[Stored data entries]
* START *

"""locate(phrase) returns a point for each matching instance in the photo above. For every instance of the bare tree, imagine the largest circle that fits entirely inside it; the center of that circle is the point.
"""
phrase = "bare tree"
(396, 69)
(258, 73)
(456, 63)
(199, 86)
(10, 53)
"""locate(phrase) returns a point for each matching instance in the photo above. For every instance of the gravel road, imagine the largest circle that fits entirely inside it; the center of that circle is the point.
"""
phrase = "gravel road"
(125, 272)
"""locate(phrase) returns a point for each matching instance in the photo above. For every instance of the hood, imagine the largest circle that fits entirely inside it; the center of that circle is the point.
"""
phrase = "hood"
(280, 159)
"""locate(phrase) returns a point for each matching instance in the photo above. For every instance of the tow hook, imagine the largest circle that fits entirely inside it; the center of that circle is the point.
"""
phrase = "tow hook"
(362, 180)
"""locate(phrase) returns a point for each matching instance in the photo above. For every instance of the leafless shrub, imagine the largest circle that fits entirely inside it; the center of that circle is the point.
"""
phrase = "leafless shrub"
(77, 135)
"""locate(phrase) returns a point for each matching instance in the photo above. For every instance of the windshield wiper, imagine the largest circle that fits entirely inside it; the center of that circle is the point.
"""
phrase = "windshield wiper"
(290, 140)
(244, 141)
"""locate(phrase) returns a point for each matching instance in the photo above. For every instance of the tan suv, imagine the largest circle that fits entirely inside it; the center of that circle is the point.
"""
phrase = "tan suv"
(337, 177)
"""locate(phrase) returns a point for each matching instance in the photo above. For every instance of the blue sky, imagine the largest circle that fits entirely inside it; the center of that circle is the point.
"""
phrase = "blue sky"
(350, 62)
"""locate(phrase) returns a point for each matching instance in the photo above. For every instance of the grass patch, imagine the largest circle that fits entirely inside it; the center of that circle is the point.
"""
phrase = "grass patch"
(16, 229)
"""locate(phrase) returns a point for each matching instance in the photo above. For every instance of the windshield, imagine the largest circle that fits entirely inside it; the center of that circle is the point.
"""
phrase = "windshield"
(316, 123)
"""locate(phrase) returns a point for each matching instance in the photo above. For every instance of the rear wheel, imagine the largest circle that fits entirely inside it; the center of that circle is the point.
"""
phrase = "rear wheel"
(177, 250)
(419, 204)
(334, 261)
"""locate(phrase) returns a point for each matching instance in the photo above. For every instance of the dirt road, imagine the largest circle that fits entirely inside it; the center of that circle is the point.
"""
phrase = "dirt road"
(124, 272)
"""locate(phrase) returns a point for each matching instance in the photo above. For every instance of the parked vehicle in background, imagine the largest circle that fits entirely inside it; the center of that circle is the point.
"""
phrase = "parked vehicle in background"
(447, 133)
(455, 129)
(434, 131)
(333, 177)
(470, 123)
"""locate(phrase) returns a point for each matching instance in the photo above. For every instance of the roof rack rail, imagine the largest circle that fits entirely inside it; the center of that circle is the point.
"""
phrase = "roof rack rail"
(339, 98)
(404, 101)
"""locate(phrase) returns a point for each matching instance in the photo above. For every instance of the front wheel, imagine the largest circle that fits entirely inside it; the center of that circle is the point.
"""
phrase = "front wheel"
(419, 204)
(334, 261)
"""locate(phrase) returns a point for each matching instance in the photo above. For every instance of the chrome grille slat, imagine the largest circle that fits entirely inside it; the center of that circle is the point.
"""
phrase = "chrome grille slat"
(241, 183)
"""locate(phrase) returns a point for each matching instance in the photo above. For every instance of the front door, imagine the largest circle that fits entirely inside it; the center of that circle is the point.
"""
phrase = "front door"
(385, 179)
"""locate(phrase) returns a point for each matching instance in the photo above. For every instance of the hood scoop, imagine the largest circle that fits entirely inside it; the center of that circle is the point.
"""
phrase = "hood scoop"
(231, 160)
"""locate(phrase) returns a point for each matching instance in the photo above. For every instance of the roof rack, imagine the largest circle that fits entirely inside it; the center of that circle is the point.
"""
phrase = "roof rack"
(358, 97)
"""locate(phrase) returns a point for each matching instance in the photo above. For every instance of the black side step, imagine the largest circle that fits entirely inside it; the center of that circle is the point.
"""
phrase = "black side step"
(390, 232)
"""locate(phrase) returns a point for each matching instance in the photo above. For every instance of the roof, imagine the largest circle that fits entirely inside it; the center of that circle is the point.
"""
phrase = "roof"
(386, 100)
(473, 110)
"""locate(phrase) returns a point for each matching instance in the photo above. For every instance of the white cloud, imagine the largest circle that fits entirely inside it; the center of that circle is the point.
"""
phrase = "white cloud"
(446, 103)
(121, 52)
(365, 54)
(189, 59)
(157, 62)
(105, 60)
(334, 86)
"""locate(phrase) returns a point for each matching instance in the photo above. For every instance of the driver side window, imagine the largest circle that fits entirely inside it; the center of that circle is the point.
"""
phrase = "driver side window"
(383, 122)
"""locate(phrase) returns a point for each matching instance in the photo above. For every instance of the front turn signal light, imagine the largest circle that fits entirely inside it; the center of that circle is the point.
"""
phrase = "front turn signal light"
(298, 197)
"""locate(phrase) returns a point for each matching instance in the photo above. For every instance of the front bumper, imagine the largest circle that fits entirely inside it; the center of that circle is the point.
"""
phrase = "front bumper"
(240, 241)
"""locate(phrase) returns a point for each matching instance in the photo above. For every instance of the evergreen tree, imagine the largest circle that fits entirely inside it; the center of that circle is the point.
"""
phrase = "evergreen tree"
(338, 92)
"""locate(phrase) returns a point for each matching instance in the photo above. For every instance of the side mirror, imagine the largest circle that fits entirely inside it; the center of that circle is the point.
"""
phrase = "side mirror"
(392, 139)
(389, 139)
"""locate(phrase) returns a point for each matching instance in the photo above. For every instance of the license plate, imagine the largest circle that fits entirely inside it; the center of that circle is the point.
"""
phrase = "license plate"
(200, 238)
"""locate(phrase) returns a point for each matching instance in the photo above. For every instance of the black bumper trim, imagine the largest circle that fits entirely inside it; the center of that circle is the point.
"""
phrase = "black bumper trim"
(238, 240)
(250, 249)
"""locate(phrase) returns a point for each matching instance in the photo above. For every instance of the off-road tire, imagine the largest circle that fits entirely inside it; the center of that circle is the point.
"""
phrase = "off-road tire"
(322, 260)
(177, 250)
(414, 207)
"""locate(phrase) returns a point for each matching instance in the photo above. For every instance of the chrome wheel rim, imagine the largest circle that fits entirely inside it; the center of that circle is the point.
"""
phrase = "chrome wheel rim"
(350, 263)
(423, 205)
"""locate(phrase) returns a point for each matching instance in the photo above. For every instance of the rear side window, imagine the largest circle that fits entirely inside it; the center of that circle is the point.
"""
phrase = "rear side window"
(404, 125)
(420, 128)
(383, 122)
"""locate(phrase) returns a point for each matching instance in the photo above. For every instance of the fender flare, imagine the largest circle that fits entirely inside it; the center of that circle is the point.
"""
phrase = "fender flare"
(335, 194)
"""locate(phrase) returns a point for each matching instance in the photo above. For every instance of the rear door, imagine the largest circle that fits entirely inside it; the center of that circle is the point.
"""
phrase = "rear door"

* END *

Repeat every line of the records above exactly.

- _Task answer_:
"""locate(phrase) returns a point for each matching instance in the photo above. For every instance of the bare tree, imagine the largest circle that fits entirely inside it; the center of that circle is the point.
"""
phrase = "bare tree"
(396, 69)
(258, 73)
(456, 63)
(199, 86)
(10, 53)
"""locate(phrase) returns a point for each matching instance in the photo above. For every instance of the gravel road, imagine the largest circle that fits entirely inside it; the center of that circle is the point.
"""
phrase = "gravel road"
(125, 272)
"""locate(phrase) returns a point for each matching instance in the photo above. For every instance of the hood, imagine the largest circle that fits entirely inside it; the center of that circle is the point.
"""
phrase = "hood"
(280, 159)
"""locate(phrase) returns a point for each matching instance in the photo above. For every instance of the tow hook, imagine the largest circle that fits entirely inside it; the center of that circle is the point.
"""
phrase = "tow hook"
(362, 180)
"""locate(phrase) returns a point for each matching instance in the photo above. For every instance of the leafless shrub, imagine the largest circle that fits entirely inside it; the center of that circle is the point.
"""
phrase = "leafless shrub"
(77, 135)
"""locate(phrase) returns a point for each matching instance in the photo above. For every instance of the windshield wiper, imagine the largest circle that fits entirely inside it; the center of that circle is the point.
"""
phrase = "windshield wiper"
(290, 140)
(244, 141)
"""locate(phrase) returns a point for each matching instance in the photo above. For every instance of the tan suv, imagine the largest circle that fits entirely inside it; the center of that circle is the point.
"""
phrase = "tan suv"
(337, 177)
"""locate(phrase) returns a point for each matching instance in the photo above. For every instance of the blue sky, imagine the largest circle that fits entirely inside it; the center of that circle is the point.
"""
phrase = "blue sky"
(350, 62)
"""locate(phrase) returns a point for each matching instance in the photo above. For every instance of the grass patch, imagine the largest circle that fits entirely inside it; the center of that circle is the point.
"""
phrase = "grass patch"
(16, 229)
"""locate(phrase) returns a point for each matching instance in the photo above. For every instance of the windshield, imagine the largest circle that fits entirely inside it; the center of that circle is the point.
"""
phrase = "windshield"
(316, 123)
"""locate(phrase) returns a point for each matching instance in the photo above. For every instance of the rear wheel, imagine the largest circle that fits entirely inside it; the center of that circle is the point.
"""
phrase = "rear wheel"
(177, 250)
(419, 204)
(334, 261)
"""locate(phrase) returns a point for each matching instance in the photo above. For every instance of the dirt road, imagine the largest circle that fits entirely inside it; the center of that circle is the point.
"""
phrase = "dirt road"
(124, 272)
"""locate(phrase) returns a point for each matching instance in the photo above. For every instance of the parked vehicle in background, imagine the largest circle that fits entirely inside it; the center of that circle is the point.
"""
phrase = "parked vehicle in background"
(447, 133)
(455, 129)
(434, 131)
(333, 177)
(470, 123)
"""locate(phrase) returns a point for each matching instance in the photo above. For every instance of the roof rack rail, imagine the largest circle that fits entirely inside it; the center of that circle is the point.
"""
phrase = "roof rack rail"
(339, 98)
(404, 101)
"""locate(phrase) returns a point for each matching instance in the photo above. For every instance of the front wheel, imagine the largest circle that fits entirely inside it; the center of that circle is the point.
"""
phrase = "front wheel"
(419, 204)
(334, 261)
"""locate(phrase) returns a point for each matching instance in the photo above. For every instance of the chrome grille slat, imagine the largest circle that fits entirely inside it; the center of that circle is the point.
"""
phrase = "chrome grille slat"
(241, 183)
"""locate(phrase) returns a point for each matching instance in the photo above. For every instance of the front door, imagine the largest circle that fits entirely inside it; the center of that circle is the point.
"""
phrase = "front door"
(385, 179)
"""locate(phrase) returns a point for each matching instance in the photo above. For every instance of the hood scoop, imagine the largest circle that fits entirely inside it; the center of that circle is the point.
"""
phrase = "hood scoop"
(231, 160)
"""locate(phrase) returns a point for each matching instance in the photo above. For every instance of the roof rack, imagine the largest circle that fits entirely inside it; the center of that circle is the point.
"""
phrase = "roof rack"
(358, 97)
"""locate(phrase) returns a point for each matching instance in the photo above. For every instance of the black side step, imagine the largest circle that fits entirely inside it; the center of that circle is the point.
"""
phrase = "black side step"
(390, 232)
"""locate(phrase) returns a point for each matching instance in the photo above. For every instance of the roof, imagine the largest circle that fits entirely inside it; the center of that circle is the point.
"""
phrase = "roof"
(386, 100)
(473, 110)
"""locate(phrase) returns a point for each matching instance in the photo above. For every instance of the white cloud, imagine the largest circle that fits entirely inside it; the center of that circle is the point.
"""
phrase = "white cloud"
(446, 103)
(121, 52)
(365, 54)
(189, 59)
(157, 62)
(105, 60)
(334, 86)
"""locate(phrase) returns a point for each matching instance in the photo above. For every instance of the driver side window, imagine the largest circle that fits entirely inside it; the center of that circle is the point.
"""
phrase = "driver side window"
(383, 122)
"""locate(phrase) returns a point for each matching instance in the photo above. For every instance of the front turn signal light, imagine the largest circle that fits entirely inside it; the center of that circle is the point.
"""
phrase = "front turn signal light"
(298, 197)
"""locate(phrase) returns a point for each matching instance in the photo above. For every instance of the front bumper, imagine the largest circle that fits entirely inside it; the center of that circle is the point.
"""
phrase = "front bumper"
(240, 241)
"""locate(phrase) returns a point for each matching instance in the photo above. For every instance of the evergreen tree, imagine the largest circle that fits entirely inside it; the center of that circle is the point.
"""
phrase = "evergreen tree"
(338, 92)
"""locate(phrase) returns a point for each matching instance in the photo above. For every instance of the side mirror, imagine the largest circle that fits entirely inside it; the center of that circle is the point.
"""
phrase = "side mirror"
(392, 139)
(389, 139)
"""locate(phrase) returns a point for each matching instance in the photo above. For every instance of the license plate, imagine the largest circle that fits entirely inside it; the center of that circle is the point.
"""
phrase = "license plate"
(200, 238)
"""locate(phrase) returns a point for each matching instance in the photo above. For every instance of the black bumper trim, imagine the largest circle that fits entirely inside it; the center of that circle is the point.
"""
phrase = "black bumper trim"
(238, 240)
(250, 249)
"""locate(phrase) returns a point for each matching instance in the photo above. For every instance of the off-road tire, imagine the largest circle that fits entirely inside it; the center of that circle is the point.
"""
phrase = "off-road tire"
(322, 260)
(177, 250)
(414, 207)
"""locate(phrase) returns a point for each matching instance in the photo above. For every instance of the chrome wheel rim, imagine the largest circle that fits entirely inside it; the center of that circle is the point.
"""
phrase = "chrome wheel rim"
(350, 263)
(423, 205)
"""locate(phrase) returns a point for each matching instance in the photo above. For every instance of the rear side window, imagine the largest circle that fits entirely inside it; the center of that circle is the point.
"""
phrase = "rear side window"
(404, 125)
(420, 128)
(383, 122)
"""locate(phrase) returns a point for each matching instance in the photo above. For every instance of the fender flare, imagine the largest circle that fits entirely inside it; the center of that circle is the point.
"""
phrase = "fender flare"
(335, 194)
"""locate(phrase) returns a point for each matching instance in the photo above. For every instance of the rear door, imagine the largest circle that fits entirely inside it; the center of that circle is the point.
"""
phrase = "rear door"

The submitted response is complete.